▸ SOURCE
- - - - - - -
# Lamar & Monroe



## ChevyClassic (Feb 23, 2017)

We have 1250 acres with power line, gas lines and food plots. Mixed woods and hard woods with creeks. We have good deer and turkey with a few hogs. Dues are 800.00 the first year with a discount on return members. We need a few members. web gghc.awardspace.biz Be glad to show lease about any time. 770-328-6one63 please leave message if no answer will call right back.

GOD BLESS


----------



## QuackAttack101 (Feb 23, 2017)

Here are a few critters that my wife and I have taken from this lease over the past few years.  Her deer scored 133 and some change


----------



## Hogwild80 (Feb 23, 2017)

Coonhunting allowed


----------



## ChevyClassic (Feb 23, 2017)

sorry no dog hunting at this time


----------



## TJ Robinson (Feb 23, 2017)

How many members are there?


----------



## snuffy (Feb 24, 2017)

Is this a year round  club? Any Ducks?


----------



## QuackAttack101 (Feb 24, 2017)

TJ Robinson said:


> How many members are there?



He usually keeps it around 20 or 21, or at least that's how it's been the past few years.



snuffy said:


> Is this a year round  club? Any Ducks?



Yes.  Year round.  You can access the property any time.  Not really any ducks.  There is a river as a property line on one side.  We've seen woodies flying up and down the river, but that's about it.


----------



## ruvig8r (Feb 24, 2017)

where are you located?  do you have a camp with water & electric to leave camper year round?


----------



## ChevyClassic (Feb 24, 2017)

exit 198 i75  we have ele. no water can leave camper


----------



## KLBTJTALLY1 (Feb 24, 2017)

Seems like a nice place and definitely a nice guy.  Thanks for the call Chevy!


----------



## ChevyClassic (Feb 25, 2017)

*tomorrow*

be down tomorrow after church if anyone wants to look around be glad to show,  just send a message or call

 God Bless


----------



## Silver Mallard (Feb 26, 2017)

Reserved spots?


----------



## Jewing (Feb 26, 2017)

*Club members*

Do you still have any openings? How many members do you have? Also how many established food plots? If so I would like to come take a look at the property with you if possible. I will be able to next weekend anytime. Thank you for your time and if you would like to call me six78 88six 8four7four.


----------



## ChevyClassic (Feb 27, 2017)

yes we do have 1 reserved spot and multiple club locations with food plots and open woods to hunt


----------



## saltshake (Mar 15, 2017)

*hunting*

Do you still have a opening


----------



## ChevyClassic (Mar 16, 2017)

we have 3 openings as of 3/16/2017


----------



## saltshake (Mar 17, 2017)

*Larry Salter*

I live in Fl so I probably can'y make it up there in time to look at it. I'm from Macon lived there all my life moved to Fl 17 years ago to retire. I'm a 71 veteran and just need a place to get out and enjoy the woods. Can you send me the rules and any other info. If everything looks good I will send you a check.  saltshake@yahoo.com  352-228-7966


----------



## harleyrealtor (Mar 19, 2017)

*Hunting Club*

Would it be 2 memberships for my wife and me, or would we both hunt under the seat membership?


----------



## wcannon (Mar 21, 2017)

would like to come and see property if you still have openings, 7708427zero77


----------



## ChevyClassic (Mar 23, 2017)

THANKS AGAIN G.O.N. 
For Your Help Getting Members We Needed.

WE ARE FULL


----------
- - - - - - -
▸ GIVEN INSTRUCTION 1
Summarize the hunting lease thread above in two sentences.
- - - - - - -
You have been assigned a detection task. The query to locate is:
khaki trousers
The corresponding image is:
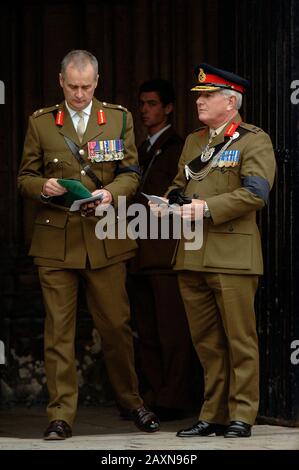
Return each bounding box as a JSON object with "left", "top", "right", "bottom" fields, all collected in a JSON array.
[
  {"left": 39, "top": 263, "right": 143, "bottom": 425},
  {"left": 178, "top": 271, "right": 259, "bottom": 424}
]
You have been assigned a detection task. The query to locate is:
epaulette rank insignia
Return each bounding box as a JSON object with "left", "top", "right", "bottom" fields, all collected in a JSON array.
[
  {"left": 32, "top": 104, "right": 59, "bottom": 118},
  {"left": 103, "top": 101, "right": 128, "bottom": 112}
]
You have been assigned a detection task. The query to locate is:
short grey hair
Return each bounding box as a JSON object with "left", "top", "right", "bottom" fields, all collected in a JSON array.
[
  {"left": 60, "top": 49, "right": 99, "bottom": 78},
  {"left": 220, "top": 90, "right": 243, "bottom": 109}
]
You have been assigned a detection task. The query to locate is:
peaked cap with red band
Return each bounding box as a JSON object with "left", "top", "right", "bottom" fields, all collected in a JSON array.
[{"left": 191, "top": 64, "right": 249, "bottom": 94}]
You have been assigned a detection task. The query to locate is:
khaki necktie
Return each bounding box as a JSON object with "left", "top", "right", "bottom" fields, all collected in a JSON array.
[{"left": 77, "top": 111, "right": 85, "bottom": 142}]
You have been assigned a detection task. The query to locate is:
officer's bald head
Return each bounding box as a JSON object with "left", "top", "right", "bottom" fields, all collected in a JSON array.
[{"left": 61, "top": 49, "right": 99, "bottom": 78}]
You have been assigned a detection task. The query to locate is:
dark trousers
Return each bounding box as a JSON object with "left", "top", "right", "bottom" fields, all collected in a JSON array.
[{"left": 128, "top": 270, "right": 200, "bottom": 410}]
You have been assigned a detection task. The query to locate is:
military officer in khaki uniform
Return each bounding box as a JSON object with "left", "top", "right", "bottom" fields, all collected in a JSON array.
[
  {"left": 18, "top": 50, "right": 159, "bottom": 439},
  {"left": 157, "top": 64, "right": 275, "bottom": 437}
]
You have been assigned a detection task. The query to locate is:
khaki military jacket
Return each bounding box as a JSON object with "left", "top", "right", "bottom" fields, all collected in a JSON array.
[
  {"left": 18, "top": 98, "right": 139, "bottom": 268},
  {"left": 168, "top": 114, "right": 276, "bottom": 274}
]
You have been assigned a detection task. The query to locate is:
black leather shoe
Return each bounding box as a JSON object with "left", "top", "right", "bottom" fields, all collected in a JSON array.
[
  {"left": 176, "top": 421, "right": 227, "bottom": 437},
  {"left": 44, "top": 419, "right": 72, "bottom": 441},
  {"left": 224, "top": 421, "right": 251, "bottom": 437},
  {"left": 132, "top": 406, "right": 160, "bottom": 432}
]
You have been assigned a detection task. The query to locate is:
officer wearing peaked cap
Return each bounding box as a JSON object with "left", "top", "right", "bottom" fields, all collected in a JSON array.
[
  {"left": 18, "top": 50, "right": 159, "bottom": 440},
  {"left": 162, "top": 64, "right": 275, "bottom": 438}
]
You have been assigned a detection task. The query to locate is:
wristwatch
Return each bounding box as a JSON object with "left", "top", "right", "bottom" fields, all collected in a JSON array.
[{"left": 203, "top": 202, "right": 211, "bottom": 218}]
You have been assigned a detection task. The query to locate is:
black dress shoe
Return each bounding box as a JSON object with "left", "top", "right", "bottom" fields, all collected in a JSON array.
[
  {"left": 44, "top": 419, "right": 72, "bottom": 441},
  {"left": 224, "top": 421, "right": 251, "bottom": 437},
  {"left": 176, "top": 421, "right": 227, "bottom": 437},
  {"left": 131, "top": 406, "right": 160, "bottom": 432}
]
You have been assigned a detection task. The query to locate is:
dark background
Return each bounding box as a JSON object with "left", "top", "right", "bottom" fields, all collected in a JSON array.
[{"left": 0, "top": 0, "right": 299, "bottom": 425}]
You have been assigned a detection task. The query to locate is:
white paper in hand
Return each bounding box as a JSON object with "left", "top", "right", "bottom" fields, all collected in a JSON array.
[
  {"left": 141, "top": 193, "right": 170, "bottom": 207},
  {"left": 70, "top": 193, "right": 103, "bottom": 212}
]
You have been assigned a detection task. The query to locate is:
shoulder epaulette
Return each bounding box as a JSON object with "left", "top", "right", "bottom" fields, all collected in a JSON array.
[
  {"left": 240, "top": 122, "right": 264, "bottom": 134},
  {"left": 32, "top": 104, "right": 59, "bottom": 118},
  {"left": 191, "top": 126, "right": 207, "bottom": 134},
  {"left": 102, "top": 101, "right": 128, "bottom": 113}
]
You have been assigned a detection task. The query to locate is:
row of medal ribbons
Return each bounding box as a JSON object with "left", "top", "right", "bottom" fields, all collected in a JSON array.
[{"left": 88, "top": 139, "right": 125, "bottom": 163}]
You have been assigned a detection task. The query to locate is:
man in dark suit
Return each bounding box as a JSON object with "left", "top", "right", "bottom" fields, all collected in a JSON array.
- - - - - - -
▸ GIVEN INSTRUCTION 2
Locate each line in the listing that contains the word "officer", and copy those lines.

▸ WORKED ANSWER 1
A 1250-acre lease with power line, gas lines, food plots, mixed woods and hardwoods, and creeks is offered to new members, with good deer and turkey, a few hogs, and dues of 800.00 for the first year and a discount for returning members. Replies add that membership is usually kept around 20 or 21, the property can be accessed year round, there is electricity but no water, and dog hunting is not allowed, and the final post, dated Mar 23, 2017, announces that the club is full.

▸ WORKED ANSWER 2
officer's bald head
military officer in khaki uniform
officer wearing peaked cap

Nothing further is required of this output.